What is being asked → Repeat the data exactly as it stands.

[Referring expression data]
- Opening Delimiter -

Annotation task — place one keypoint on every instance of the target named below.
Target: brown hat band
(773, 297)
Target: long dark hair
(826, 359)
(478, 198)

- Closing Delimiter -

Written solution →
Annotation task — place one keypoint on every instance of the target named below.
Target: brown hat band
(773, 297)
Target: long dark hair
(826, 359)
(478, 198)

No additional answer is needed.